Exactly reproduce each record listed below.

== Data in this exercise ==
■ ■ ■ ■ ■

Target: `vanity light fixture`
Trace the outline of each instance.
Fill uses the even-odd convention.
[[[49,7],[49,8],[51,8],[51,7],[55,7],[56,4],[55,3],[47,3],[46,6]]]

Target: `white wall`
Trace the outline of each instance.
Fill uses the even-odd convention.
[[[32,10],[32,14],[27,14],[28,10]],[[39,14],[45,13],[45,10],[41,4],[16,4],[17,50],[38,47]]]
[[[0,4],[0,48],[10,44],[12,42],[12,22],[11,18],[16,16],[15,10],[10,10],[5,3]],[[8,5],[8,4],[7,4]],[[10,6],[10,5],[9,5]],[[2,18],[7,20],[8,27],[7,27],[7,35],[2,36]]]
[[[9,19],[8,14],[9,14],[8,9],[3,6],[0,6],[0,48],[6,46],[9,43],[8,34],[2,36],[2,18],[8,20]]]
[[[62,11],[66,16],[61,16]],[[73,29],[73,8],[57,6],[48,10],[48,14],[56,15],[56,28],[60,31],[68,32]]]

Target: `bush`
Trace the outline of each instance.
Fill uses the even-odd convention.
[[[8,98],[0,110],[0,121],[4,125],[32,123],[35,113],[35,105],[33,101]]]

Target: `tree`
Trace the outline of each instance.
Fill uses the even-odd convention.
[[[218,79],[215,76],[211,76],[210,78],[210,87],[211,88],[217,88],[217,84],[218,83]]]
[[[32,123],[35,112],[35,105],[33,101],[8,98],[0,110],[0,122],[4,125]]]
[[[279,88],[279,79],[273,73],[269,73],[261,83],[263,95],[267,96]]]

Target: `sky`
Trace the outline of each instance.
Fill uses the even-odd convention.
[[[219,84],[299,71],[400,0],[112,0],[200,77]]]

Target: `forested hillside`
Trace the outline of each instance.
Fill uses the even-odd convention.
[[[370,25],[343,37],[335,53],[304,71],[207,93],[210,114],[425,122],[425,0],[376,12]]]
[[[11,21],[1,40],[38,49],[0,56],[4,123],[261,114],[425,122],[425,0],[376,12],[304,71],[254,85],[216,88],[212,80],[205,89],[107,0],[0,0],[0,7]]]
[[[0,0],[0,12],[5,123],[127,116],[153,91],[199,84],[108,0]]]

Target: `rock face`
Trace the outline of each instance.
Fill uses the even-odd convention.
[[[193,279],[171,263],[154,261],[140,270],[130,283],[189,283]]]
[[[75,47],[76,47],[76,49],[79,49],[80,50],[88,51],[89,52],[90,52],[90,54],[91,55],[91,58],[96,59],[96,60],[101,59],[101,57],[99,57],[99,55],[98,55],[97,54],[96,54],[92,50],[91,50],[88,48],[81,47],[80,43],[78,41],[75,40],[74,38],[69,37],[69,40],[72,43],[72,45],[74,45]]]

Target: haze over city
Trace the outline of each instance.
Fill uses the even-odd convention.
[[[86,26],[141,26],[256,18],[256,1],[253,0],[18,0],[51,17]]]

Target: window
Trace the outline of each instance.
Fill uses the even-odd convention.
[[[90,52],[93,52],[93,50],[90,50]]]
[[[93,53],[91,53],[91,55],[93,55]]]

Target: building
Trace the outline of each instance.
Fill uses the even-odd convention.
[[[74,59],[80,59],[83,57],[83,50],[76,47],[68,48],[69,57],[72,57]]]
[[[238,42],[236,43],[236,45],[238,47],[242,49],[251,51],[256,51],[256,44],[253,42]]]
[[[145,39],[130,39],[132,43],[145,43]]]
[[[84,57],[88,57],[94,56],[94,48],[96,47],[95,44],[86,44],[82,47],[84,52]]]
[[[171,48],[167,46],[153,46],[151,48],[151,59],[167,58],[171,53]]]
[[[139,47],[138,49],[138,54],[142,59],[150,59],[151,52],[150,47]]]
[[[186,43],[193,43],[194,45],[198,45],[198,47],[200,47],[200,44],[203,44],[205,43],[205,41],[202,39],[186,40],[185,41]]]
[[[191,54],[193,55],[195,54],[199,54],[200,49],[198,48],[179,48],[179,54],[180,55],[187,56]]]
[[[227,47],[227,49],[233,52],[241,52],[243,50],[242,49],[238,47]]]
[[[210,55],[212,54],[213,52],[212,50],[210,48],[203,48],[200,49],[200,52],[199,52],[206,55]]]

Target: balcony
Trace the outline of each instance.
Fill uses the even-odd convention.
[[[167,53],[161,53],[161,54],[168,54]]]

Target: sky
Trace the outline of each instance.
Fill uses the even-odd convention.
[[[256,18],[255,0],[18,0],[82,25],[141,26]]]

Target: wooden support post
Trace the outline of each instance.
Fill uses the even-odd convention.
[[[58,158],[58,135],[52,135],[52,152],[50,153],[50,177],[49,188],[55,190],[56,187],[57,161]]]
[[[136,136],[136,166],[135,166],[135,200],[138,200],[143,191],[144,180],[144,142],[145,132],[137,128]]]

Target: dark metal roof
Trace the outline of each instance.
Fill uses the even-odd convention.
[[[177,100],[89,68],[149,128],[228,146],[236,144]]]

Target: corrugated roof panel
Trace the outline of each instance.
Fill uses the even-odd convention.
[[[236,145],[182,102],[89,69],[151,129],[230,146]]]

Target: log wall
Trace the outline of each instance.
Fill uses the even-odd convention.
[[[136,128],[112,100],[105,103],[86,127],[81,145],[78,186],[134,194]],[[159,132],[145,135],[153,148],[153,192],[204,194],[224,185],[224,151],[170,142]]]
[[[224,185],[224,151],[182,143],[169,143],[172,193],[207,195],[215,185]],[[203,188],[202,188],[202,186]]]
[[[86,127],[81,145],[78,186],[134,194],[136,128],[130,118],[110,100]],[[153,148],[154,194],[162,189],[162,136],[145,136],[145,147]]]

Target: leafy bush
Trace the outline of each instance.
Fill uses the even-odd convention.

■ ■ ■ ■ ■

== Solution for this exercise ==
Target: `vanity light fixture`
Trace the outline of each instance.
Fill uses the even-odd convention.
[[[49,7],[49,8],[51,8],[51,7],[55,7],[56,4],[55,3],[47,3],[46,6]]]

Target: `white wall`
Trace the outline of each instance.
Fill uses the even-odd convention.
[[[32,10],[32,14],[27,14],[28,10]],[[39,14],[45,13],[45,10],[41,4],[16,4],[17,50],[38,47]]]
[[[0,4],[0,48],[10,44],[12,42],[12,22],[11,18],[16,16],[15,10],[10,10],[5,3]],[[8,5],[8,4],[7,4]],[[10,6],[10,5],[9,5]],[[2,18],[7,20],[8,27],[7,27],[7,35],[2,36]]]
[[[9,19],[8,14],[9,14],[8,9],[3,6],[0,6],[0,48],[6,46],[9,43],[8,34],[2,36],[2,18],[8,20]]]
[[[62,11],[66,16],[61,16]],[[73,29],[73,8],[57,6],[48,10],[48,14],[56,15],[56,28],[60,31],[68,32]]]

Target: `bush`
Trace the outline of each instance.
Fill uses the even-odd convention.
[[[8,98],[0,110],[0,121],[4,125],[32,123],[35,113],[35,105],[33,101]]]

Target: `tree`
Trace the outline of each instance.
Fill uses the even-odd convention.
[[[218,79],[215,76],[211,76],[210,78],[210,87],[211,88],[217,88],[217,84],[218,83]]]
[[[32,123],[35,112],[35,105],[33,101],[8,98],[0,110],[0,122],[4,125]]]
[[[279,88],[279,79],[273,73],[269,73],[261,83],[263,95],[267,96]]]

Target: `sky`
Trace the outline of each instance.
Fill uses the even-odd convention.
[[[219,84],[299,71],[400,0],[112,0],[200,77]]]

Target: `forested hillside`
Trace the outline of each instance.
Fill uses the even-odd convention.
[[[370,25],[343,37],[335,53],[304,71],[207,93],[210,114],[425,122],[425,0],[376,12]]]
[[[11,21],[1,40],[38,49],[0,56],[4,123],[261,114],[425,122],[425,0],[376,12],[304,71],[254,85],[216,88],[212,80],[205,89],[107,0],[0,0],[0,7]]]
[[[0,0],[0,12],[5,123],[127,116],[153,91],[199,84],[108,0]]]

Target: `rock face`
Trace the outline of each instance.
Fill uses the even-odd convention.
[[[193,279],[171,263],[154,261],[140,270],[130,283],[189,283]]]
[[[75,47],[76,47],[76,49],[79,49],[80,50],[88,51],[89,52],[90,52],[90,54],[91,55],[91,58],[96,59],[96,60],[101,59],[101,57],[99,57],[99,55],[98,55],[97,54],[96,54],[92,50],[91,50],[88,48],[81,47],[80,43],[78,41],[75,40],[74,38],[69,37],[69,40],[72,43],[72,45],[74,45]]]

Target: haze over city
Trace the outline of each instance.
Fill uses the even-odd convention.
[[[86,26],[141,26],[256,18],[256,1],[253,0],[18,0],[51,17]]]

Target: window
Trace the outline of each instance.
Fill uses the even-odd convention.
[[[90,52],[93,52],[93,50],[90,50]]]
[[[93,53],[91,53],[91,55],[93,55]]]

Target: building
Trace the outline of each instance.
Fill uses the even-odd convention.
[[[74,59],[80,59],[83,57],[83,50],[76,47],[68,48],[69,57],[72,57]]]
[[[238,42],[236,43],[236,45],[238,47],[242,49],[251,51],[256,51],[256,44],[253,42]]]
[[[145,39],[130,39],[132,43],[145,43]]]
[[[84,57],[88,57],[94,56],[94,48],[96,47],[95,44],[86,44],[82,47],[84,52]]]
[[[171,48],[167,46],[153,46],[151,48],[151,59],[167,58],[171,53]]]
[[[139,47],[138,49],[138,54],[142,59],[150,59],[151,52],[150,47]]]
[[[186,43],[193,43],[194,45],[198,45],[198,47],[200,47],[200,44],[203,44],[205,43],[205,41],[202,39],[186,40],[185,41]]]
[[[191,54],[193,55],[195,54],[199,54],[200,49],[198,48],[179,48],[179,54],[180,55],[187,56]]]
[[[227,47],[227,49],[233,52],[241,52],[243,50],[242,49],[238,47]]]
[[[210,55],[212,54],[213,52],[212,50],[210,48],[203,48],[200,49],[200,52],[199,52],[206,55]]]

Target: balcony
Trace the outline of each instance.
Fill uses the even-odd convention.
[[[167,53],[161,53],[161,54],[168,54]]]

Target: sky
Trace the outline of each instance.
Fill uses the even-odd convention.
[[[256,18],[255,0],[18,0],[82,25],[141,26]]]

Target: wooden support post
Trace the outline of each instance.
Fill uses the even-odd convention.
[[[58,158],[58,135],[52,135],[52,152],[50,153],[50,177],[49,188],[55,190],[56,187],[57,161]]]
[[[136,136],[136,166],[135,166],[135,200],[138,200],[143,191],[144,180],[144,142],[145,132],[137,128]]]

Target: dark metal roof
Trace the outline of each instance.
Fill uses the even-odd convention.
[[[177,100],[89,68],[149,128],[228,146],[236,144]]]

Target: corrugated roof panel
Trace the outline of each instance.
Fill uses the even-odd convention.
[[[236,145],[182,102],[89,69],[151,129],[230,146]]]

Target: log wall
Trace the outline of each instance.
Fill uses the even-odd convention.
[[[136,128],[112,100],[105,103],[86,127],[81,145],[78,186],[134,194]],[[159,132],[145,135],[153,148],[153,192],[204,194],[224,185],[224,151],[170,142]]]
[[[224,185],[224,151],[182,143],[169,143],[172,193],[207,195],[215,185]],[[203,188],[202,188],[202,186]]]
[[[86,127],[81,145],[78,186],[134,194],[136,128],[130,118],[110,100]],[[153,148],[154,194],[162,189],[162,136],[145,136],[145,147]]]

Target: leafy bush
Trace the outline of each instance.
Fill uses the even-odd convention.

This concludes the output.